··· SELECTION ···

Telemetry Collector and Graphical Front End on Junos Evolved

By Anton Elita posted 07-18-2022 08:15

Recommend

You want to install a TIG (Telegraf, InfluxDB, Grafana) stack directly in your lab router?

Most network engineers have heard of using streaming telemetry in modern networks. Trying it in the lab often requires basic knowledge for a start, and dedicated computing resources.

This article addresses both concerns. Installing the necessary software will be shown step-by-step, and Junos Evolved will be used as a host running 3rd party components for telemetry collection and visualization. A separate dedicated server is not required, all the needed software runs right on top of Junos Evolved. A high-level overview is illustrated in the below figure.

Figure 1: Software Stack on Junos Evolved

This technical post pursues the goal to introduce telemetry collectors and give an example of a graphical interface for the collected data. It is explicitly advised to use this guidance in lab environments.

When the installation is finished, a similar interface to the collected metrics can be observed:

Introduction

Getting telemetry collected and visualized requires the following components: a network device that streams telemetry data, a collector, a database, and a graphical interface. While Junos devices can serve as streaming telemetry agents, Telegraf, InfluxDB, and Grafana (called TIG stack) are often used to do the rest. Junos Evolved can run Docker-based containers, so TIG stack will be running on the router itself.

Junos Evolved is a network operating system running on many Juniper devices, such as the PTX10001-36MR or ACX7100.

A complete installation will require the following steps:

Configure Junos to accept Remote Procedure Calls (gRPC)
Prepare configuration files for docker containers
Start Docker containers
Access the graphical interface and create own dashboards for interesting telemetry streams

Prepare Junos Evolved for Streaming Telemetry

Junos Evolved 21.4R1 is used here as an example. Streaming measurements out of a networking node can be performed in a few ways. In this guide, OpenConfig gRPC Network Management Interface (GNMI) is used for data encoding and transport. It is a widely adopted choice.

··· DATA LISTING ···

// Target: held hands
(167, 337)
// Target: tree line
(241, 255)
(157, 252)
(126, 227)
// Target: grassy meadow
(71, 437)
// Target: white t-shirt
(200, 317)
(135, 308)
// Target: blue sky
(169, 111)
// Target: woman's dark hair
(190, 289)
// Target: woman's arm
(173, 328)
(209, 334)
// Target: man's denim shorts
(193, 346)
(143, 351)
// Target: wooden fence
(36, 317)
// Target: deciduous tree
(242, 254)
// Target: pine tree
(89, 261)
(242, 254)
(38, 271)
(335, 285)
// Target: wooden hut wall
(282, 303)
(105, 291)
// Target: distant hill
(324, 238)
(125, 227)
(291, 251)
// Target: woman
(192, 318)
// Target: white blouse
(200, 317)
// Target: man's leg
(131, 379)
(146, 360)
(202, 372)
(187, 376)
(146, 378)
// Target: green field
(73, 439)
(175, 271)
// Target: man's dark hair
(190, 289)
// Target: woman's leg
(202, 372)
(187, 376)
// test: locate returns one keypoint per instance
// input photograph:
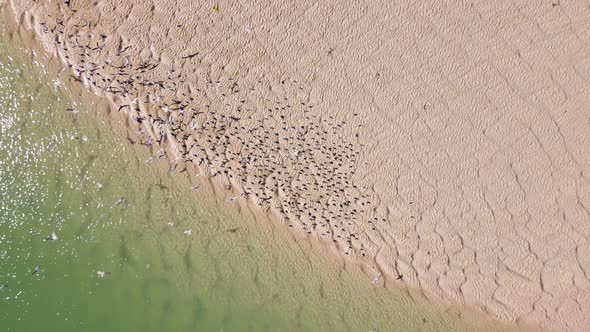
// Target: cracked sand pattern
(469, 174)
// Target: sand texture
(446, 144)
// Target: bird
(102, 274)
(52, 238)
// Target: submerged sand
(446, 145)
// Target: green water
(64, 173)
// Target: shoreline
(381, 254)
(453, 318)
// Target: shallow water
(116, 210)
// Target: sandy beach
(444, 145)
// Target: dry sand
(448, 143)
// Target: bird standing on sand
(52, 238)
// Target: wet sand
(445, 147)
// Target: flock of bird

···

SET TASKS |
- A) From the telemetry guide above, copy the text between "When the installation" and "PTX10001-36MR or ACX7100.", inclusive.
- B) Answer these questions using the telemetry guide above:
(i) Which Junos Evolved release does the guide use as its example?
(ii) Which two Juniper devices are named as running Junos Evolved?
(iii) What three components make up the TIG stack?

TASK SOLUTIONS |
- A)
When the installation is finished, a similar interface to the collected metrics can be observed:

Introduction

Getting telemetry collected and visualized requires the following components: a network device that streams telemetry data, a collector, a database, and a graphical interface. While Junos devices can serve as streaming telemetry agents, Telegraf, InfluxDB, and Grafana (called TIG stack) are often used to do the rest. Junos Evolved can run Docker-based containers, so TIG stack will be running on the router itself.

Junos Evolved is a network operating system running on many Juniper devices, such as the PTX10001-36MR or ACX7100.

- B)
(i) Junos Evolved 21.4R1
(ii) The PTX10001-36MR and the ACX7100
(iii) Telegraf, InfluxDB, and Grafana